Entries from a dataset:

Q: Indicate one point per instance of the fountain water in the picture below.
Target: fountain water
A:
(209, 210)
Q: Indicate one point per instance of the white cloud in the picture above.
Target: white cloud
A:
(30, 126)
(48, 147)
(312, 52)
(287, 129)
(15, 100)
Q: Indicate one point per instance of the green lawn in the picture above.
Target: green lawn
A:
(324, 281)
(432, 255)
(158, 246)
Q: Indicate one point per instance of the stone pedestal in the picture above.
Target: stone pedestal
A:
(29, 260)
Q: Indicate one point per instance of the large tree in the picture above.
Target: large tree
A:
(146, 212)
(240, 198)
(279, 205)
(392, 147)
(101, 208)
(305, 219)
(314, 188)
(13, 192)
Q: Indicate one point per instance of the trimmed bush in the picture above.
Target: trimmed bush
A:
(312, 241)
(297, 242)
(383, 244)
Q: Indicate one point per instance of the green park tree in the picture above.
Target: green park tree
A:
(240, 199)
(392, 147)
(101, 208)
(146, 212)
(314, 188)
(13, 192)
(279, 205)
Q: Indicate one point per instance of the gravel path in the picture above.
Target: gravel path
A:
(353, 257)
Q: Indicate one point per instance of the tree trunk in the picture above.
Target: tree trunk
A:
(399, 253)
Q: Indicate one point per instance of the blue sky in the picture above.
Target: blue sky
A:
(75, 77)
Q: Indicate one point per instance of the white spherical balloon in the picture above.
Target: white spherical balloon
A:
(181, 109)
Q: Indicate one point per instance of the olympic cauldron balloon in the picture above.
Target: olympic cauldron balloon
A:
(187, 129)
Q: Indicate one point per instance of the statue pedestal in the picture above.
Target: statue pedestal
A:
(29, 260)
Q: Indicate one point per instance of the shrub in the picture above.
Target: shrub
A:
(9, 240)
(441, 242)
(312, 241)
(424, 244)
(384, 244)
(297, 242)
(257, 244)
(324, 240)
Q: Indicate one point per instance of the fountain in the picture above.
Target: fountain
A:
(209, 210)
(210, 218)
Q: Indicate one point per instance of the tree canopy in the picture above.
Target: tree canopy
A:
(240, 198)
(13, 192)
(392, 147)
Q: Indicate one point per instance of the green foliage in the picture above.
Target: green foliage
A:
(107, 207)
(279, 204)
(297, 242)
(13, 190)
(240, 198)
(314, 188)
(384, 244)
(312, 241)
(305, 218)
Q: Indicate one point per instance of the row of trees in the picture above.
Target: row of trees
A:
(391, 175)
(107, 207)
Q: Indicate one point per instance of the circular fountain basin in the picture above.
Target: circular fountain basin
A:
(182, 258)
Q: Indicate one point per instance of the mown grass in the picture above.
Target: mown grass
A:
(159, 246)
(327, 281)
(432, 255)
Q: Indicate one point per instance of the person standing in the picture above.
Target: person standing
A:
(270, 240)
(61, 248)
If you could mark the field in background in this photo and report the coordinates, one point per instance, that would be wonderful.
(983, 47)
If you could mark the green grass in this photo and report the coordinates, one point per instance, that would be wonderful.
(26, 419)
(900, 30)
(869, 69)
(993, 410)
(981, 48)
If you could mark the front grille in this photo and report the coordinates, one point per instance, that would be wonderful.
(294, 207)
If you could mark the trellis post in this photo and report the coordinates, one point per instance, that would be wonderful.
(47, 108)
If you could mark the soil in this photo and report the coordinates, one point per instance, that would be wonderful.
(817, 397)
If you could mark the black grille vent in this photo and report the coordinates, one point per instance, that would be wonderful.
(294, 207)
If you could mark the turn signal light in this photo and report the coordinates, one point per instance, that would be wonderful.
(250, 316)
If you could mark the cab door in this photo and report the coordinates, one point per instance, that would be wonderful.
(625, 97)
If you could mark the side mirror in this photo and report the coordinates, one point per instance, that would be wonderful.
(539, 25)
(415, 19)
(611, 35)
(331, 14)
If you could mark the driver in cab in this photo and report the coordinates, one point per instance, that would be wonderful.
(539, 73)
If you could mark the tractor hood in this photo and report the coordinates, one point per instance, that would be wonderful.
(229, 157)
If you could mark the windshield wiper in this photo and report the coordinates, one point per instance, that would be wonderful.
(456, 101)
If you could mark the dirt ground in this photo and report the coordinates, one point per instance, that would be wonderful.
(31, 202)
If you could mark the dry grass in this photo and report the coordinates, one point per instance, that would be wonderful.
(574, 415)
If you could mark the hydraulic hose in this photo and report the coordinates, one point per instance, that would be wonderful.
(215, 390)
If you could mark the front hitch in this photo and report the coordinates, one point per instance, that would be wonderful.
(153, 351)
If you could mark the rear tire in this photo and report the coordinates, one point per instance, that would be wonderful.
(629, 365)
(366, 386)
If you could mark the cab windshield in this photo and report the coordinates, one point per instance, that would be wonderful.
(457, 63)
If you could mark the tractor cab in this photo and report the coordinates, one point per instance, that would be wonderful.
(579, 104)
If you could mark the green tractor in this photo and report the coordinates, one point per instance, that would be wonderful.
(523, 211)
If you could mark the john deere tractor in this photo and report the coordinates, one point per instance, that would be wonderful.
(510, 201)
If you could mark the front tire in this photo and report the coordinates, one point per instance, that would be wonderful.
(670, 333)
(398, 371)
* * *
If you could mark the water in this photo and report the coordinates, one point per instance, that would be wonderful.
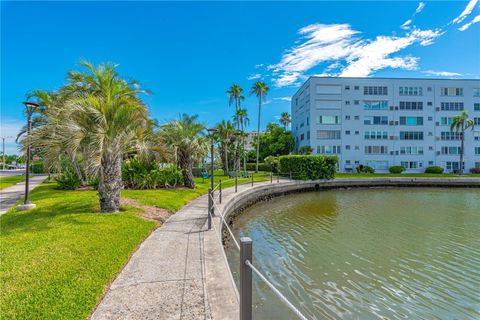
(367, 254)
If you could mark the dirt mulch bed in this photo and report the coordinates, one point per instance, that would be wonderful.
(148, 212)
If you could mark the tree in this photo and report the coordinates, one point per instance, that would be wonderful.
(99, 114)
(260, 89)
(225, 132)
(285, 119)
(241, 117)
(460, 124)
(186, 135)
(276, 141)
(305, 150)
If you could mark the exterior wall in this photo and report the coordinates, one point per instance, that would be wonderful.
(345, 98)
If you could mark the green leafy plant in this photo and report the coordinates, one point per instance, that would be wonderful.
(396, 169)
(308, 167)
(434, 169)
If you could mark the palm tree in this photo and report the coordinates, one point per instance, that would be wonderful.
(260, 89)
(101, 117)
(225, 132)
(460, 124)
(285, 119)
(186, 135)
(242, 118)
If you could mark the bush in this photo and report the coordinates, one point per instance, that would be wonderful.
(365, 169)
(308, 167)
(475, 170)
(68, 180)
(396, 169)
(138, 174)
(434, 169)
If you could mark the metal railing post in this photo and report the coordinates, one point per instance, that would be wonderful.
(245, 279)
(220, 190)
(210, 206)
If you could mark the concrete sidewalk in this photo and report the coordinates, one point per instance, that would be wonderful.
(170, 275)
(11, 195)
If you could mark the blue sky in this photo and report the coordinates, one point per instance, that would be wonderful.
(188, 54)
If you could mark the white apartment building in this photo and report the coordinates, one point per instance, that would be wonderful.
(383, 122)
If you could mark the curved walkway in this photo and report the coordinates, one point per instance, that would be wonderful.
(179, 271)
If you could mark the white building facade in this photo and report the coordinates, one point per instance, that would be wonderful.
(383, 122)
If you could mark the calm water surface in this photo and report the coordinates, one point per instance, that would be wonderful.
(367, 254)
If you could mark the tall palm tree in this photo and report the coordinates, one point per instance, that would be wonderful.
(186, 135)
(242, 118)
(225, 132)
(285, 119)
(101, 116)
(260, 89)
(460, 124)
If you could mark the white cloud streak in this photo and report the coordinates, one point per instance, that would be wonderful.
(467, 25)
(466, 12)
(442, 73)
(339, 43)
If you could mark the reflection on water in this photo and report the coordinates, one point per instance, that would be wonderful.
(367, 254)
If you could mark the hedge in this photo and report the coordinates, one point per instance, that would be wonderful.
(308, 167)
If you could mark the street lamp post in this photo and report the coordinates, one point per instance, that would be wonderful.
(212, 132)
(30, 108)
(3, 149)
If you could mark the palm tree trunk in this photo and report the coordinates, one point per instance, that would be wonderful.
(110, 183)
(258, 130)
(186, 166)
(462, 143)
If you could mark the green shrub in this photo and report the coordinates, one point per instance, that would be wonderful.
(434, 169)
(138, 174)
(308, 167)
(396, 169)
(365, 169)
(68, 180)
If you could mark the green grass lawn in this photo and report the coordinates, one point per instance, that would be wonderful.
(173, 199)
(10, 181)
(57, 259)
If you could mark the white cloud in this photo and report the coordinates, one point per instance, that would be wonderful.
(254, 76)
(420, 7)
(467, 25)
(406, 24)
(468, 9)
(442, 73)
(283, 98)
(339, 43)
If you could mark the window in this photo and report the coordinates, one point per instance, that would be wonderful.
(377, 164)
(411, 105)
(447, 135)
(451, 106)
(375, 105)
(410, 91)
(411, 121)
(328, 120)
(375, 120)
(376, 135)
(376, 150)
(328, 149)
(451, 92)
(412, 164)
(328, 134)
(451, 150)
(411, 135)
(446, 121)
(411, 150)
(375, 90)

• **EXERCISE**
Please filter the records above and copy every line that contains the word "windshield". Case counts.

• **RESPONSE TO THE TASK**
If you could mark the windshield wiper in this photo and report the coordinates, one point per instance, that would be wonderful.
If you could mark the cab windshield in this photo and report the coordinates, one point per instance, that would be wonderful.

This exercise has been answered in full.